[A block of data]
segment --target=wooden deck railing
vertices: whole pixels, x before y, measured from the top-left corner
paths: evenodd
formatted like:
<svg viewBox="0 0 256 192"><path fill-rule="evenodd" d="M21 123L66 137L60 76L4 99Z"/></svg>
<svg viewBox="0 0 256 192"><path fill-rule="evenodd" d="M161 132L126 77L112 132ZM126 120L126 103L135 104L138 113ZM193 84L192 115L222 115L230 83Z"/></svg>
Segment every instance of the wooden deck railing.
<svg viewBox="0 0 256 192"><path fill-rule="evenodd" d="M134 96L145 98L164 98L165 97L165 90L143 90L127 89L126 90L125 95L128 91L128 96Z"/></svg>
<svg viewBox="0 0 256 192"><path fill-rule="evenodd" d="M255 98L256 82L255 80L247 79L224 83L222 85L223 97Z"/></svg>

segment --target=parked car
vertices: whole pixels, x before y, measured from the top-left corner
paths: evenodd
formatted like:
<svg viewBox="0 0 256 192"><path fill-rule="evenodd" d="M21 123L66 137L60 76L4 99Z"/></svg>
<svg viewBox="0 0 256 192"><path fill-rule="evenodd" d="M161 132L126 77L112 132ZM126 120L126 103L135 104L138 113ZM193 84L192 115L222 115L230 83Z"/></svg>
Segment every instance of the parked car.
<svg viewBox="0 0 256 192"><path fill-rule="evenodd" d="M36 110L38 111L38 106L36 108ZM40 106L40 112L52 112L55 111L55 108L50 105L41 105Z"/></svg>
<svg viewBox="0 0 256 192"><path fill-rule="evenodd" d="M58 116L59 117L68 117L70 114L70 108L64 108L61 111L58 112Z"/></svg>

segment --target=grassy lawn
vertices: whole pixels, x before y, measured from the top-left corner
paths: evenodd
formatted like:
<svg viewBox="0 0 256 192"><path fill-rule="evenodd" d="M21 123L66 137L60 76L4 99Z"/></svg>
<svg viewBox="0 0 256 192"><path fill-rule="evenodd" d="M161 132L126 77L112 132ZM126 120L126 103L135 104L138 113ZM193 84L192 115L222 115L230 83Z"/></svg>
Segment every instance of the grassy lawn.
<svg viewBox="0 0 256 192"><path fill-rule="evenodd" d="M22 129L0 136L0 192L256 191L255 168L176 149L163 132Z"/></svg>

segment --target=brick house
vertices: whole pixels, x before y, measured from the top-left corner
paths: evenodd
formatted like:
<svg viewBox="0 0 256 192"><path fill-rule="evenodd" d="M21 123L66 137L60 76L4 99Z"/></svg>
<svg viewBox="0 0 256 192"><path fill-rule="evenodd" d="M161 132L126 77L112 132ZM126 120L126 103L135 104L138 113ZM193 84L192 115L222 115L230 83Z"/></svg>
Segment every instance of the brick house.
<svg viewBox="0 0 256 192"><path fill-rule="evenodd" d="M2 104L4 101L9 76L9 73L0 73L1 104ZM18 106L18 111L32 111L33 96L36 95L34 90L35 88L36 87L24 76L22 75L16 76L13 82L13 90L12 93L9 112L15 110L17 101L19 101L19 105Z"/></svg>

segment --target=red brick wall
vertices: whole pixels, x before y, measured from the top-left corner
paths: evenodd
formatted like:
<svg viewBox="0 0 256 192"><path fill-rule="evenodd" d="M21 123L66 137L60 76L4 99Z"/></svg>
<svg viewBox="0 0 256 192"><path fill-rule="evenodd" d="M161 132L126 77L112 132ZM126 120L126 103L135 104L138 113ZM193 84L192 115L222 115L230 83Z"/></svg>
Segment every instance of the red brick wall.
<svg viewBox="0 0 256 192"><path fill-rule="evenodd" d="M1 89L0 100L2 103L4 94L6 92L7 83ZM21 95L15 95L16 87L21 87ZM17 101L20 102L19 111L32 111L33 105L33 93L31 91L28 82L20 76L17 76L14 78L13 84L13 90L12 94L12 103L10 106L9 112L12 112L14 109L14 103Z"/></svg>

## DIRECTIONS
Copy out all of the lines above without changing anything in them.

## ANSWER TO THIS EXERCISE
segment --target=wooden deck railing
vertices: whole pixels, x before y, measured from the top-left corner
paths: evenodd
formatted like:
<svg viewBox="0 0 256 192"><path fill-rule="evenodd" d="M21 123L66 137L60 76L4 99Z"/></svg>
<svg viewBox="0 0 256 192"><path fill-rule="evenodd" d="M161 132L126 77L112 132ZM126 120L126 103L135 104L138 113ZM193 84L192 115L222 115L230 83Z"/></svg>
Segment every instance of the wooden deck railing.
<svg viewBox="0 0 256 192"><path fill-rule="evenodd" d="M134 96L145 98L164 98L165 97L165 90L143 90L127 89L126 90L125 95L128 91L128 96Z"/></svg>
<svg viewBox="0 0 256 192"><path fill-rule="evenodd" d="M255 98L256 82L255 80L247 79L224 83L222 85L223 97Z"/></svg>

segment --target=parked car
vertices: whole pixels, x before y, measured from the top-left corner
paths: evenodd
formatted like:
<svg viewBox="0 0 256 192"><path fill-rule="evenodd" d="M21 123L66 137L60 76L4 99Z"/></svg>
<svg viewBox="0 0 256 192"><path fill-rule="evenodd" d="M161 132L126 77L112 132ZM126 120L126 103L135 104L138 113ZM193 84L192 115L222 115L230 83Z"/></svg>
Segment every instance of the parked car.
<svg viewBox="0 0 256 192"><path fill-rule="evenodd" d="M36 110L38 111L38 106L36 108ZM40 106L40 112L52 112L55 111L55 108L50 105L41 105Z"/></svg>
<svg viewBox="0 0 256 192"><path fill-rule="evenodd" d="M58 116L59 117L68 117L70 114L70 108L64 108L61 111L58 112Z"/></svg>

segment --target=grassy lawn
vertices: whole pixels, x before y, measured from the top-left corner
paths: evenodd
formatted like:
<svg viewBox="0 0 256 192"><path fill-rule="evenodd" d="M21 123L66 137L60 76L4 99Z"/></svg>
<svg viewBox="0 0 256 192"><path fill-rule="evenodd" d="M161 132L126 77L112 132ZM126 120L126 103L135 104L138 113ZM193 84L192 115L222 115L230 83Z"/></svg>
Segment every instance of the grassy lawn.
<svg viewBox="0 0 256 192"><path fill-rule="evenodd" d="M22 129L0 136L0 192L256 191L255 168L176 149L163 132Z"/></svg>

segment --target=brick house
vertices: whole pixels, x before y, measured from the top-left corner
paths: evenodd
formatted like:
<svg viewBox="0 0 256 192"><path fill-rule="evenodd" d="M21 123L66 137L60 76L4 99Z"/></svg>
<svg viewBox="0 0 256 192"><path fill-rule="evenodd" d="M161 132L126 77L112 132ZM126 120L126 103L135 104L138 113ZM193 84L192 115L222 115L230 83Z"/></svg>
Segment every instance of the brick house.
<svg viewBox="0 0 256 192"><path fill-rule="evenodd" d="M2 104L4 101L9 76L9 73L0 73L1 104ZM18 106L18 111L32 111L33 96L36 95L34 90L35 88L36 87L24 76L22 75L16 76L13 82L13 90L12 93L9 112L15 110L17 101L19 101L19 105Z"/></svg>

segment --target=red brick wall
vertices: whole pixels, x before y, measured from the top-left corner
paths: evenodd
formatted like:
<svg viewBox="0 0 256 192"><path fill-rule="evenodd" d="M21 123L66 137L60 76L4 99Z"/></svg>
<svg viewBox="0 0 256 192"><path fill-rule="evenodd" d="M161 132L126 77L112 132ZM126 120L126 103L135 104L138 113ZM193 84L192 115L222 115L230 83Z"/></svg>
Segment every instance of the red brick wall.
<svg viewBox="0 0 256 192"><path fill-rule="evenodd" d="M1 89L0 100L2 103L4 94L6 92L7 83ZM21 95L15 95L16 87L21 87ZM17 101L20 102L19 111L32 111L33 105L33 93L31 91L28 82L20 76L17 76L14 78L13 84L13 90L12 94L12 103L10 106L9 112L12 112L14 109L14 103Z"/></svg>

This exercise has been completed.